RAMESHWAR LAL YADAV Vs. RAJASTHAN STATE AGRICULTURE MARKETING BOARD
LAWS(RAJ)-1986-1-67
HIGH COURT OF RAJASTHAN
Decided on January 30,1986

RAMESHWAR LAL YADAV Appellant
VERSUS
RAJASTHAN STATE AGRICULTURE MARKETING BOARD Respondents

JUDGEMENT

- (1.) THE petitioner Rameshwar Lal Yadav who claims to have served as Chowkidar from 1st november 1980 to 10th May 1982 and from 2nd september 1985 to the date of retrenchment, has challenged his retrenchment mainly on the ground that his termination is in contravention of section 25-F, 25-G and 25-H of the Industrial disputes Act. 1947 (for short the I. D. Act' ).

━━━━━━━━━━━━━━━━━━━━

▶ _Goal 1_:
Answer from the retrenchment judgment:
(a) Which court decided the case, and on what date?
(b) In what post does the petitioner claim to have served?
(c) Which sections of the Industrial Disputes Act, 1947 does the petitioner say the termination contravenes?
▶ _Goal 2_:
Carry the retrenchment judgment forward with the paragraph that comes after its opening one.

▶ _Record list_:
━━━━━━━━━━━━━━━━━━━━

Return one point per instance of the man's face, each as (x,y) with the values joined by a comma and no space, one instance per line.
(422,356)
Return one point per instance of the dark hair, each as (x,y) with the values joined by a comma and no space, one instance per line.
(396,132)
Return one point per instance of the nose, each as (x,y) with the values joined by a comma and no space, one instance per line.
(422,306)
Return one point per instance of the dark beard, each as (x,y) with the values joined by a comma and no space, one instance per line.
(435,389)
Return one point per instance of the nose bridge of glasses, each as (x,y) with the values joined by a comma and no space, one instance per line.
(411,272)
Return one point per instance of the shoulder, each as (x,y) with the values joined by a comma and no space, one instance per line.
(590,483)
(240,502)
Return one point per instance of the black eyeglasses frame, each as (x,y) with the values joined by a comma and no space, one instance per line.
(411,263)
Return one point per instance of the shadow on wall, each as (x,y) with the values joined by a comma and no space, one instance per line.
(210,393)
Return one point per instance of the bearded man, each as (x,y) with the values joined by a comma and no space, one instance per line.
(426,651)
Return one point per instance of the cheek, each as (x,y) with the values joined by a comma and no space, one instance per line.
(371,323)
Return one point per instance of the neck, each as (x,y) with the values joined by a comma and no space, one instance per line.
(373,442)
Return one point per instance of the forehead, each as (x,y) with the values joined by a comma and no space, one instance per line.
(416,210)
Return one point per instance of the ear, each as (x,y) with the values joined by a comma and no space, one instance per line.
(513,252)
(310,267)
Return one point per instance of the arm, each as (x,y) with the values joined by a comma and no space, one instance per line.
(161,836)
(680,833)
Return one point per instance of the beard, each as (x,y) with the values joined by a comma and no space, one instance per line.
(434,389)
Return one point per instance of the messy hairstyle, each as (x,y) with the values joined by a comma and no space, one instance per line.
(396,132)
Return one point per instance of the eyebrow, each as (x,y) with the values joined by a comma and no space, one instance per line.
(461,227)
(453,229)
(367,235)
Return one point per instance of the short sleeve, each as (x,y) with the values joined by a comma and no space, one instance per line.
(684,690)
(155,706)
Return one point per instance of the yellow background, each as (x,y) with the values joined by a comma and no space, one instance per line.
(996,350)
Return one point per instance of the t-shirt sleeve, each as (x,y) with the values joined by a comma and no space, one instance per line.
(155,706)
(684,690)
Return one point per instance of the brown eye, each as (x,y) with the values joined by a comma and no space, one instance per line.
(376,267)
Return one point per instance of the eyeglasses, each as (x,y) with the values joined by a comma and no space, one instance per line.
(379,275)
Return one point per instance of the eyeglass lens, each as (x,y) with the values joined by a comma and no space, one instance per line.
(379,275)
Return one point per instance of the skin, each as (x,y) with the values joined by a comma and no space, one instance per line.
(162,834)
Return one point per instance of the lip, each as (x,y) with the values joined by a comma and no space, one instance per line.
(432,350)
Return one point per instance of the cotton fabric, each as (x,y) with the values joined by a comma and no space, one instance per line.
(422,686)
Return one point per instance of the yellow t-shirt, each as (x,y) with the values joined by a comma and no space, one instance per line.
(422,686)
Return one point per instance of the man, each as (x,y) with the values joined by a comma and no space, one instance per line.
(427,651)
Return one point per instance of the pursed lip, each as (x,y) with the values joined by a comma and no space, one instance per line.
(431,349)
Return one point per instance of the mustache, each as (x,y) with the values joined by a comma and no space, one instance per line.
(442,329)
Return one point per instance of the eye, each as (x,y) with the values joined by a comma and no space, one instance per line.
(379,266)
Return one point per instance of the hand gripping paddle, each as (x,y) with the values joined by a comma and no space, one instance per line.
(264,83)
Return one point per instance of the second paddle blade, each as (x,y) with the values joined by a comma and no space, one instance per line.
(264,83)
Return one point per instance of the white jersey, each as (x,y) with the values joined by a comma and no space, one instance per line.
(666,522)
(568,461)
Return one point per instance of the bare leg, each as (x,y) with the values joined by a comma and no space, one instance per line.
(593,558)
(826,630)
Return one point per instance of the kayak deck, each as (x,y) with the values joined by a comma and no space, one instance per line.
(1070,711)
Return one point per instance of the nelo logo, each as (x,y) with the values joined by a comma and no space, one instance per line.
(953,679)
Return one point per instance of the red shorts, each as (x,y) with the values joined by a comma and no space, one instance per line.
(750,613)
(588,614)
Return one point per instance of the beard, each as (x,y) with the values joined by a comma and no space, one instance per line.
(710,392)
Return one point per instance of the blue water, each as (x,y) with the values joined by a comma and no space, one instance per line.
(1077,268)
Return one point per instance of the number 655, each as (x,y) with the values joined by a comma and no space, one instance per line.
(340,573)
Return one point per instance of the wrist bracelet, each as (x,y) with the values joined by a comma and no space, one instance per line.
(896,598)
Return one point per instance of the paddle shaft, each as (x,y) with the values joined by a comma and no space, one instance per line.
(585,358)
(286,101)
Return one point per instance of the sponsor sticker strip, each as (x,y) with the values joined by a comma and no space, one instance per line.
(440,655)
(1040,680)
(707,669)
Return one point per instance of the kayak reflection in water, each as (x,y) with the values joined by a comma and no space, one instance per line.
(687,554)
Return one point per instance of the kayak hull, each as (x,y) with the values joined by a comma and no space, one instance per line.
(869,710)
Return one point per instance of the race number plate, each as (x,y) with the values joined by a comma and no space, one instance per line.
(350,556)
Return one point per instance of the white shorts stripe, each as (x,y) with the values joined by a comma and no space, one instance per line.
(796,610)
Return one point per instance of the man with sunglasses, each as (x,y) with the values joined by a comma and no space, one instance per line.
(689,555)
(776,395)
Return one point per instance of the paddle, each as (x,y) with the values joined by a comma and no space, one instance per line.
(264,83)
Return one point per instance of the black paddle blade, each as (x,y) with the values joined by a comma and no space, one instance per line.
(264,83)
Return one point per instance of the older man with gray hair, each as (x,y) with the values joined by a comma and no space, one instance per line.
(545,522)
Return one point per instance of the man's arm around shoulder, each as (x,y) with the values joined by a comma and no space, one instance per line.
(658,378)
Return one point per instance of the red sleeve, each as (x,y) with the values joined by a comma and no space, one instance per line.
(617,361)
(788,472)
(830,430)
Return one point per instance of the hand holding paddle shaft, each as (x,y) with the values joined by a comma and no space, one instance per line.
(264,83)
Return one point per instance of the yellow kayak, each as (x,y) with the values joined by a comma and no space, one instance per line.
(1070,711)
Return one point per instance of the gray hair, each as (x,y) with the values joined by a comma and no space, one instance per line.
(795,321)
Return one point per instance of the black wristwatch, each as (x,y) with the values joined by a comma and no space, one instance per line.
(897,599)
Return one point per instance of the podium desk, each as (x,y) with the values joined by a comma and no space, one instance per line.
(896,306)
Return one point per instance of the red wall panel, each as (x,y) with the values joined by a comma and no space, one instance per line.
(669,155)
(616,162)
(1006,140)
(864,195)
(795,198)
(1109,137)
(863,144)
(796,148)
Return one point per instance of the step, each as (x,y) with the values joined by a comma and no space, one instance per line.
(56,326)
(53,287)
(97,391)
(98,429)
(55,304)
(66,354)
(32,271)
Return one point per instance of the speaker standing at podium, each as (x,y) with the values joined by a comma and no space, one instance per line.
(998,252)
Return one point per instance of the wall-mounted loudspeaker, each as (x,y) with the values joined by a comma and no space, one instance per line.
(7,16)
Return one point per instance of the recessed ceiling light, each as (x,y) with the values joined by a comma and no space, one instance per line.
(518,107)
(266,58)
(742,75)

━━━━━━━━━━━━━━━━━━━━

▶ _Task result 1_:
(a) The High Court of Rajasthan, on January 30, 1986.
(b) Chowkidar.
(c) Sections 25-F, 25-G and 25-H.

▶ _Task result 2_:
(2.) THE case of the petitioner is that he was appointed as Chowkidar with effect from 16th november, 1984 and continued up to May 10, 1985 and by verbal order of respondent No. 2, secretary, Krishi Upaj Mandi Samiti, Chomu his services were terminated. He approached director, Rajasthan State Agriculture marketing Board resondent No. 1 and after some period he again came to be reinstated with effect from 2nd September, 1985 on the same post. But he was not paid salary of the intervening period. Again on May 29, 1986, his services were terminated by verbal order of the secretary, respondent No. 2 though he had completed 240 days within 12 months immediately preceding the termination of his services. His services could not be terminated without complying with Section 25-Fof the Act.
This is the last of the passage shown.